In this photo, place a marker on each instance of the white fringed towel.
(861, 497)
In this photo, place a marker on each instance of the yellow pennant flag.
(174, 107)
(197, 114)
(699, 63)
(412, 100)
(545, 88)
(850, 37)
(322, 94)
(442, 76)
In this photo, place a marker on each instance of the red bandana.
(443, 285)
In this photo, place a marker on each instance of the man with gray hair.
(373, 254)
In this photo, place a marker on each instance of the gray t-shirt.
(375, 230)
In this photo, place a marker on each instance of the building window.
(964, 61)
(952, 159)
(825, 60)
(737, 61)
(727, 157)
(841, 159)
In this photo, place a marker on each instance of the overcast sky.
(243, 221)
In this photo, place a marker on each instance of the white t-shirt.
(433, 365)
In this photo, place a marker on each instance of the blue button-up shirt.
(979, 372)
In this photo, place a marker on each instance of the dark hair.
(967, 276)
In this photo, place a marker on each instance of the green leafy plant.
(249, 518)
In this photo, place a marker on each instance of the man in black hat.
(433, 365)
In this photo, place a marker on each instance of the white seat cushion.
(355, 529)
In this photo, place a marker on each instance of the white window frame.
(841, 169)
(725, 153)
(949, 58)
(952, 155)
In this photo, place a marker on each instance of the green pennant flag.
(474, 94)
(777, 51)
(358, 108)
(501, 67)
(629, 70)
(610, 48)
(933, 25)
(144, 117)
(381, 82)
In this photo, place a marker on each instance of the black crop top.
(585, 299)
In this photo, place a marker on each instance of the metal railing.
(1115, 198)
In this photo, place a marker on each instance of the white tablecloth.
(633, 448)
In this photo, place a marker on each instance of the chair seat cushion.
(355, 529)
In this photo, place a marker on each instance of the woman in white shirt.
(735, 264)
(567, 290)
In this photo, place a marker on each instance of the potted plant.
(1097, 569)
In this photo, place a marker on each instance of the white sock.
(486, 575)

• Task prompt:
Copy out the records word for word, starting with the line that contains "the building window." and going on through the last line of the records.

• Exercise solution:
In this photo, place a marker on each instance of the building window.
(964, 61)
(952, 159)
(825, 60)
(737, 61)
(727, 157)
(841, 159)
In this photo, place a marker on each instance of the overcast sky.
(243, 221)
In this photo, place a marker on each instance of the white t-shirt.
(433, 365)
In this photo, place a marker on each instance of the blue button-up shirt.
(979, 372)
In this photo, place a marker on each instance of the dark hair.
(967, 276)
In this photo, place a marker on each instance of the green leafy plant.
(249, 518)
In this photo, place a marker on each instance of the man in black hat.
(433, 365)
In this photo, place a marker on each instance of the white seat cushion.
(355, 529)
In this photo, place a marker on each instance of the white window frame.
(841, 169)
(725, 153)
(949, 58)
(952, 155)
In this photo, place a marker on each instance of the green pennant flag.
(474, 94)
(777, 51)
(358, 108)
(501, 67)
(629, 70)
(610, 48)
(933, 25)
(144, 117)
(381, 82)
In this photo, place a marker on each instance of the black crop top.
(585, 299)
In this photo, place a marker on each instance of the metal railing.
(1115, 198)
In this photo, place a marker on each instance of the white tablecloth.
(633, 448)
In this photo, place a marker on each instance of the chair seat cushion.
(355, 529)
In this photo, place a marker on each instance of the woman in white shirt.
(735, 264)
(567, 290)
In this photo, place a marker on each instance of the potted plant.
(1097, 569)
In this photo, place a marker on each instance of the white sock.
(486, 575)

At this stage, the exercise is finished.